**What to produce:**
Output the entries exactly.

Segment Start: Provided information

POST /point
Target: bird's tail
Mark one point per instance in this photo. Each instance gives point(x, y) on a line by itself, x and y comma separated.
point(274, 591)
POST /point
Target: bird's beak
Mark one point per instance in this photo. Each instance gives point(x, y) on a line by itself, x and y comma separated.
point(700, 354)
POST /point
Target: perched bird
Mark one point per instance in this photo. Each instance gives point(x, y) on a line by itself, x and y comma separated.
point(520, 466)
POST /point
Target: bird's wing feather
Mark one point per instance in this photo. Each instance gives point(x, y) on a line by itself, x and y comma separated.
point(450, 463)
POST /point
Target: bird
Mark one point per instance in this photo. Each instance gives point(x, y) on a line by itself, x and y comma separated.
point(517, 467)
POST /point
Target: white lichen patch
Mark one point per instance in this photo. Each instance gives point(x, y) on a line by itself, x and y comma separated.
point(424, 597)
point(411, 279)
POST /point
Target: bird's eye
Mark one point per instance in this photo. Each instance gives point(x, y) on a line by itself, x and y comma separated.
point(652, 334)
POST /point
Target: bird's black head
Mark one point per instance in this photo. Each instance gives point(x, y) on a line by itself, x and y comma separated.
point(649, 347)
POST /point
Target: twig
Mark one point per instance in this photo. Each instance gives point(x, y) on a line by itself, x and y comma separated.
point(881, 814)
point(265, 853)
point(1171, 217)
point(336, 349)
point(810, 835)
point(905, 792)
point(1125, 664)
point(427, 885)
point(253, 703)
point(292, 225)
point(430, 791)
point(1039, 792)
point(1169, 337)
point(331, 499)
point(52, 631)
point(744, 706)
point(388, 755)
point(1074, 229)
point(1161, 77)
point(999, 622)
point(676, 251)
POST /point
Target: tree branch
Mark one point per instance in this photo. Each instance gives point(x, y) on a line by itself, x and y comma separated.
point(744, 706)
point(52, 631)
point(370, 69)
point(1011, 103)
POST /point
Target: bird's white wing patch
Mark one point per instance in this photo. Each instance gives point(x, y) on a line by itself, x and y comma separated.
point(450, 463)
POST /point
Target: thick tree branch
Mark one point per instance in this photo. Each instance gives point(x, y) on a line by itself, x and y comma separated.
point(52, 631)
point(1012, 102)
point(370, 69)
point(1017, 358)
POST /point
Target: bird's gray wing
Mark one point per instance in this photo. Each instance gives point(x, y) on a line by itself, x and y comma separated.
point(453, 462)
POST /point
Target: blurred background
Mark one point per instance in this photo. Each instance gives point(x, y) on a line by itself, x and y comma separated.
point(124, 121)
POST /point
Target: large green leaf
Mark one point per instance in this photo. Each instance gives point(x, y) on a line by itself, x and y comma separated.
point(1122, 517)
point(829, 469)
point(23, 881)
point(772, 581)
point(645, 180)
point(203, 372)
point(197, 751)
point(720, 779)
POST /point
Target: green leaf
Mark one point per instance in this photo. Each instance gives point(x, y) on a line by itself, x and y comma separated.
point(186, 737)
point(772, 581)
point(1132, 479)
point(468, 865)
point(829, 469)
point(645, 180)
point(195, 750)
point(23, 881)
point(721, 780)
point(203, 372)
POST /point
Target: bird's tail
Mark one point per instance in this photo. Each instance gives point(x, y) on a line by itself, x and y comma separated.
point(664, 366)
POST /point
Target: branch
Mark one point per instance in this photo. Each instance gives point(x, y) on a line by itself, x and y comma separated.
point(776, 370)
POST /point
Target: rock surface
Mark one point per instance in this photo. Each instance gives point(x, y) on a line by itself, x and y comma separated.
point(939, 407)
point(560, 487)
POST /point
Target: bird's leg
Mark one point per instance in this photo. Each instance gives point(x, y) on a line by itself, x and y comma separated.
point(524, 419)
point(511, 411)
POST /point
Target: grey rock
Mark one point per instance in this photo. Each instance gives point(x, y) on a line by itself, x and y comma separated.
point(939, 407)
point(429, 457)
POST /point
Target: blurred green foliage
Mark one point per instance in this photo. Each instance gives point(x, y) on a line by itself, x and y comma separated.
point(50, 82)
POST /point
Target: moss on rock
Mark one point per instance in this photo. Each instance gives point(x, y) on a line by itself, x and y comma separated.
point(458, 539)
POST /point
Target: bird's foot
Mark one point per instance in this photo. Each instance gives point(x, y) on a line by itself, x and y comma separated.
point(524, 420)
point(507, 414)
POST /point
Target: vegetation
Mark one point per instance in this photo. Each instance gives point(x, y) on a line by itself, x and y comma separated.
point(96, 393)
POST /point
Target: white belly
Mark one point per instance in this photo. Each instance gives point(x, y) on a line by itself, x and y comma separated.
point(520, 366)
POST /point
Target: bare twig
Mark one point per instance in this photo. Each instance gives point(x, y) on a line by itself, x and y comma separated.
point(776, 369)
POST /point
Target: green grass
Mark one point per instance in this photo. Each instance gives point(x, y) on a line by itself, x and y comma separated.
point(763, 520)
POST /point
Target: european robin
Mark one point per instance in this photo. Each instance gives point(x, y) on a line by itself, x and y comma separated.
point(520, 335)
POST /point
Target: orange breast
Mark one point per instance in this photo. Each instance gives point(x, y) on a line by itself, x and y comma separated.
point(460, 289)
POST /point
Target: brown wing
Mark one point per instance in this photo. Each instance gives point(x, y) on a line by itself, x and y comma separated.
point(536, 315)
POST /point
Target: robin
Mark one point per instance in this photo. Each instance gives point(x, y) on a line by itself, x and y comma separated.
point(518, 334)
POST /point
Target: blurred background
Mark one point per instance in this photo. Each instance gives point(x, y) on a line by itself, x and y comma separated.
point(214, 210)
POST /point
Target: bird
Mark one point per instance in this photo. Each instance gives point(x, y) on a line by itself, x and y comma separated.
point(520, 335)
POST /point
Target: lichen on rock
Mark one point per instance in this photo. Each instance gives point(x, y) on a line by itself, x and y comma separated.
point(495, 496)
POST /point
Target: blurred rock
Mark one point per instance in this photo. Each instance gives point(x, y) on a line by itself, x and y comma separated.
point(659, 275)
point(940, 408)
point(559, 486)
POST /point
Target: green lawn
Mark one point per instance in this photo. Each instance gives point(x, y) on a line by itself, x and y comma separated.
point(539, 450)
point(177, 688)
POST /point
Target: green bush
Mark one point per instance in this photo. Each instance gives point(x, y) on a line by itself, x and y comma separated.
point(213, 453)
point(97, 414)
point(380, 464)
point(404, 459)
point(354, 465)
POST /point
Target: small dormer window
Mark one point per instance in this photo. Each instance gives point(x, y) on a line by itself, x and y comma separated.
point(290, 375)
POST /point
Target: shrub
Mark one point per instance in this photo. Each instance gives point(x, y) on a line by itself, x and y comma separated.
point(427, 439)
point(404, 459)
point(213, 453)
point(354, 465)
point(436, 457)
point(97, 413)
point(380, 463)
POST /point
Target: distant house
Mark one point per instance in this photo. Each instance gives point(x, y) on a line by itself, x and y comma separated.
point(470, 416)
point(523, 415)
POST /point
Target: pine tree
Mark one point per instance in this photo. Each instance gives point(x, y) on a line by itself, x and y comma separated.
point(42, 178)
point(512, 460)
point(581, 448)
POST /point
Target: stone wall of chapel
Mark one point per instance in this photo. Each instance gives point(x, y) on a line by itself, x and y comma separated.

Segment End: Provided information

**Written response:**
POST /point
Target: bird's tail
Mark one point per instance in this photo. Each instance gives point(x, y) on a line by itself, x and y comma separated.
point(274, 591)
POST /point
Target: bird's beak
Mark one point per instance in this photo. Each instance gives point(x, y) on a line by itself, x and y comma separated.
point(700, 354)
POST /point
Target: perched bird
Mark one point per instance in this photo. Each instance gives point(x, y) on a line by itself, x and y comma separated.
point(520, 466)
POST /point
Target: bird's wing feather
Mark one point per instance in this photo. Each instance gives point(x, y) on a line by itself, x and y comma separated.
point(450, 463)
POST /point
Target: bird
Mark one point per instance in this photo. Each instance gives point(x, y) on a line by itself, x and y comma separated.
point(517, 467)
POST /point
Target: white lichen patch
Mark one point per instance in this photo. Each instance gives point(x, y) on a line by itself, x and y comma separated.
point(424, 597)
point(411, 279)
POST /point
Target: bird's eye
Mark one point per instance in this photo. Each instance gives point(x, y) on a line by itself, x and y comma separated.
point(652, 334)
POST /point
Target: bird's black head
Mark one point per instance in this photo. Each instance gives point(x, y) on a line by itself, x and y comma separated.
point(649, 347)
POST /point
Target: twig
Mark one point per instance in this photo. Each instance gives point(x, y) on a line by itself, x and y comma separated.
point(881, 814)
point(265, 853)
point(1171, 217)
point(336, 349)
point(810, 835)
point(905, 792)
point(1125, 664)
point(427, 885)
point(253, 703)
point(292, 225)
point(430, 791)
point(1039, 792)
point(1169, 337)
point(331, 499)
point(52, 631)
point(744, 706)
point(388, 755)
point(1074, 229)
point(1161, 77)
point(999, 622)
point(676, 251)
POST /point
Target: tree branch
Mark one point per instance in this photo. Each instance gives point(x, y) on a line by itself, x and y comma separated.
point(744, 706)
point(52, 631)
point(370, 69)
point(1011, 103)
POST /point
Target: bird's white wing patch
Mark one point per instance in this photo. Each instance gives point(x, y) on a line by itself, x and y comma separated.
point(450, 463)
POST /point
Target: thick tree branch
Mark one point per instance in this photo. Each instance gives point(x, y) on a line by itself, x and y comma separated.
point(52, 631)
point(1012, 102)
point(370, 69)
point(1017, 358)
POST /point
Target: bird's gray wing
Mark one point per instance in this photo. Each instance gives point(x, y) on a line by itself, x and y comma separated.
point(453, 462)
POST /point
Target: blurred background
Mark one point per instance in this photo. Each instance gives point(x, y) on a line by itself, x and y comma separated.
point(124, 121)
POST /point
Target: large green leaf
Mark one point per instance in this photo. Each instance gives point(x, y) on a line by itself, x and y comma separated.
point(1122, 517)
point(829, 469)
point(23, 881)
point(772, 581)
point(645, 180)
point(203, 372)
point(197, 751)
point(720, 779)
POST /point
Target: green leaf
Mark one point per instance in this photo. Each instance gives point(x, y) on a line by itself, x and y comma separated.
point(186, 737)
point(772, 581)
point(1132, 479)
point(468, 865)
point(829, 469)
point(645, 180)
point(195, 750)
point(23, 881)
point(721, 780)
point(203, 372)
POST /point
Target: bird's tail
Mark one point per instance in this photo. Each instance gives point(x, y) on a line by itself, x and y comma separated.
point(664, 366)
POST /point
Target: branch
Mark one point per instance in this photo. Each instance gives point(x, y) on a line by itself, x and y comma separated.
point(776, 370)
POST /point
Target: rock surface
Mark one point per instance in this photo. Each instance gives point(x, y) on a line by itself, x and y comma separated.
point(939, 407)
point(560, 487)
POST /point
Target: bird's leg
Mark one point per instance in this photo. Each instance gives point(x, y) on a line by itself, x and y comma separated.
point(524, 419)
point(511, 411)
POST /point
Target: grey rock
Mark one point per instance in this photo. Each instance gives point(x, y) on a line by itself, x and y comma separated.
point(939, 407)
point(429, 457)
POST /point
Target: blurred green foliage
Mark one point per instance in this photo. Each instance gives point(x, y) on a line by itself, x and y comma separated.
point(50, 82)
POST /point
Target: moss on rock
Mark one point per instance in this photo. Each instance gives point(x, y) on a line by itself, x and y comma separated.
point(458, 539)
POST /point
Target: bird's foot
Mark one point per instance in this photo. Each instance gives point(x, y) on a line by itself, x and y comma separated.
point(524, 420)
point(507, 414)
POST /point
Target: vegetation
Mark one point per instance in this photo. Each instance gives point(x, y) on a line by itself, x and y comma separated.
point(96, 393)
POST /point
Target: white belly
Mark one point per instance in this photo. Each instance gives point(x, y) on a line by itself, x and y comma separated.
point(520, 366)
POST /point
Target: bare twig
Mark one point per instance in this photo. Each instance gives point(x, y) on a line by itself, x and y comma separated.
point(776, 369)
POST /point
Target: green grass
Mark one point per instance in this photo. Each instance gives point(x, y) on a line by itself, x and y comma separated.
point(763, 520)
POST /point
Target: european robin
Mark one point per instance in this photo. Each instance gives point(x, y) on a line by itself, x and y comma separated.
point(520, 335)
POST /point
Target: orange breast
Mark one point per instance in this photo. Each instance gives point(x, y) on a line by itself, x and y comma separated.
point(460, 289)
POST /point
Target: brown wing
Mark one point per instance in this photo. Each instance gives point(x, y) on a line by itself, x and y comma separated.
point(536, 315)
POST /point
Target: robin
Mark one point per instance in this photo. Each instance gives point(x, y) on a line by itself, x and y comma separated.
point(518, 334)
POST /point
Target: blurred background
Mark one point per instance in this photo. Each instance gives point(x, y) on a line by itself, x and y comma separated.
point(214, 210)
POST /point
Target: bird
Mark one point per instance in this photo. Each instance gives point(x, y) on a line by itself, x and y comma separated.
point(520, 335)
POST /point
Target: lichen on rock
Mark one point per instance in this photo. Each instance gives point(x, y) on a line by itself, x and y comma separated.
point(495, 496)
POST /point
Target: blurred rock
Mark one point per instance in this photo. Each instance gives point(x, y) on a line by itself, x and y comma separated.
point(659, 275)
point(940, 408)
point(559, 486)
POST /point
Target: green lawn
Mark one point per instance in this photo. Each instance gives point(x, y) on a line by itself, x and y comma separated.
point(539, 450)
point(177, 688)
POST /point
Target: green bush
Mark one point per instance in this photo. Each instance gives point(x, y) on a line by itself, x and y comma separated.
point(213, 453)
point(97, 414)
point(380, 464)
point(404, 459)
point(354, 465)
POST /point
Target: small dormer window
Mark one point per instance in this photo. Each instance gives point(x, y) on a line by itself, x and y comma separated.
point(290, 375)
POST /point
Target: shrub
Mark one point per instance in this photo. Each instance gives point(x, y) on a line by itself, x and y comma separated.
point(427, 439)
point(404, 459)
point(213, 453)
point(354, 465)
point(436, 457)
point(97, 413)
point(380, 463)
POST /point
Target: distant house
Mark one point per instance in this photo. Each instance gives point(x, y) on a line by itself, x and y comma separated.
point(470, 416)
point(523, 415)
POST /point
Target: pine tree
Mark one point per instance in this photo. Each instance gives point(x, y) on a line by itself, x and y comma separated.
point(42, 178)
point(512, 460)
point(581, 448)
POST /point
Target: stone wall of chapel
Mark one point per instance in this photo. Each instance gives point(x, y) on a line by itself, x and y comma separated.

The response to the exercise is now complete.